— Task to carry out —
The records below must be written out exactly, with every picture left behind.

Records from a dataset
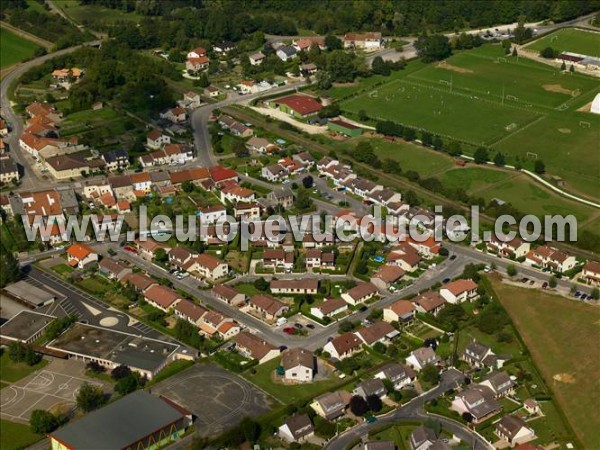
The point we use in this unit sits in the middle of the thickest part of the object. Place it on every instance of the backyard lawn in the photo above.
(562, 336)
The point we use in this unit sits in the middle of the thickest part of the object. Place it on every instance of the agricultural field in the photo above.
(520, 107)
(561, 351)
(569, 40)
(14, 49)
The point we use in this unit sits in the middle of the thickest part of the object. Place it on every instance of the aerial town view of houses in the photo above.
(468, 129)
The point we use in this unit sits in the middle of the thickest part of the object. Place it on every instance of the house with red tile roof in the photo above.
(81, 256)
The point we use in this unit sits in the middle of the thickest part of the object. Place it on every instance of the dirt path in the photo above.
(30, 37)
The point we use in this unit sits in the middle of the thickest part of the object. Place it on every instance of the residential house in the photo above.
(274, 172)
(251, 346)
(81, 256)
(297, 428)
(421, 357)
(378, 332)
(257, 146)
(343, 346)
(591, 273)
(278, 258)
(430, 302)
(256, 59)
(515, 247)
(228, 295)
(478, 401)
(282, 196)
(189, 311)
(386, 275)
(300, 106)
(360, 293)
(211, 214)
(329, 308)
(331, 405)
(286, 52)
(500, 383)
(197, 64)
(549, 257)
(116, 159)
(367, 41)
(401, 311)
(267, 306)
(298, 364)
(248, 211)
(161, 297)
(112, 269)
(156, 139)
(399, 374)
(514, 430)
(9, 171)
(459, 291)
(301, 286)
(367, 388)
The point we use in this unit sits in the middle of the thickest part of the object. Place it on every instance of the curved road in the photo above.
(30, 178)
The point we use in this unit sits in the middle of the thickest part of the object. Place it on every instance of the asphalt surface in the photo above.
(414, 411)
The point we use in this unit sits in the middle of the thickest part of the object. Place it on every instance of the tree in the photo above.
(89, 397)
(307, 181)
(433, 48)
(250, 429)
(430, 374)
(261, 284)
(42, 422)
(481, 155)
(499, 160)
(358, 405)
(374, 403)
(539, 167)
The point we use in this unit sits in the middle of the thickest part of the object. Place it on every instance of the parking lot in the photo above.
(218, 399)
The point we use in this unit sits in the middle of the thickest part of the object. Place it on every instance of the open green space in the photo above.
(12, 371)
(262, 376)
(569, 40)
(563, 338)
(16, 435)
(14, 49)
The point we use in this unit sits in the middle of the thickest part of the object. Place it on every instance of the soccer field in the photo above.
(14, 49)
(520, 107)
(570, 40)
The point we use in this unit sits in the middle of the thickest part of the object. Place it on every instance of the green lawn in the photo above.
(14, 49)
(569, 40)
(16, 435)
(564, 353)
(11, 371)
(288, 393)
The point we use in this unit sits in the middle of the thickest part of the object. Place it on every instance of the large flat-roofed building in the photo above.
(29, 294)
(139, 420)
(25, 327)
(111, 348)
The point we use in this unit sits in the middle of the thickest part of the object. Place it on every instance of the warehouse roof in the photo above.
(120, 424)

— Solution to the problem —
The point we use in this unit sits in the middle of the thickest part of the object. Place it on every instance of the backyard lawn in the photo above.
(562, 336)
The point we use in this unit sits in the middle of the thickest part of the object. Place it on every instance of the agricultural field in the photo above.
(520, 107)
(561, 351)
(569, 40)
(14, 49)
The point we use in this unit sits in the middle of the thickest part of the object. Place it on every instance of the aerial town view of houses in the photo above.
(468, 129)
The point we use in this unit sits in the middle of the thickest part of the object. Place it on every instance of the house with red tile roof in the photo above.
(81, 256)
The point we use in this unit sits in the middle of the thickest part of the object. Place it on every instance of the dirt path in the photo above.
(30, 37)
The point we use in this unit sits in the middle of the thickest part of the object. Place it on every instance of the residential house in the photo above.
(274, 172)
(251, 346)
(81, 256)
(297, 428)
(421, 357)
(378, 332)
(257, 146)
(343, 346)
(591, 273)
(278, 258)
(430, 302)
(256, 59)
(515, 247)
(228, 295)
(478, 401)
(282, 196)
(189, 311)
(386, 275)
(300, 106)
(360, 293)
(211, 214)
(329, 308)
(331, 405)
(286, 52)
(500, 383)
(197, 64)
(549, 257)
(116, 159)
(367, 41)
(401, 311)
(267, 306)
(298, 364)
(248, 211)
(161, 297)
(112, 269)
(156, 139)
(399, 374)
(514, 430)
(9, 171)
(459, 291)
(301, 286)
(367, 388)
The point we use in this unit sits in the middle of the thickest part of the object. Place it on every instance of the curved road in the photo above.
(30, 178)
The point we use in this unit sits in the middle of the thickest part of the object. Place it on every instance of the asphalt surface in the photo above.
(414, 411)
The point we use in this unit sits in the middle of the thickest part of the object. Place it on every instance of the tree in the photo above.
(89, 397)
(307, 181)
(433, 48)
(250, 429)
(430, 374)
(261, 284)
(42, 422)
(481, 155)
(499, 160)
(358, 405)
(374, 403)
(539, 167)
The point we use in this unit sits in the middle of the thickest part of the object. Place it on every instance of the parking lot in the photo above.
(218, 399)
The point we use in this unit sits in the middle of the thickest part of the object. Place it on every instance of the open green space in the photo above.
(12, 371)
(262, 376)
(569, 40)
(563, 338)
(16, 435)
(14, 49)
The point we use in this unit sits in the middle of the thickest part of the object. Place it on every instance of the soccer field in the photo above.
(14, 49)
(520, 107)
(570, 40)
The point we use in this unit sits in the middle of the thickest part of the object. Place it on every instance of the green lawn in the photo above.
(14, 49)
(569, 40)
(16, 435)
(564, 353)
(11, 371)
(288, 393)
The point we use in this unit sits in the middle of the thickest part of the object. Place it on every instance of the large flat-roofed building in the photo above.
(29, 294)
(139, 420)
(25, 327)
(111, 348)
The point we use in this unit sits in the middle of the thickest part of the object. Place it on every instance of the warehouse roof in the photo above.
(120, 424)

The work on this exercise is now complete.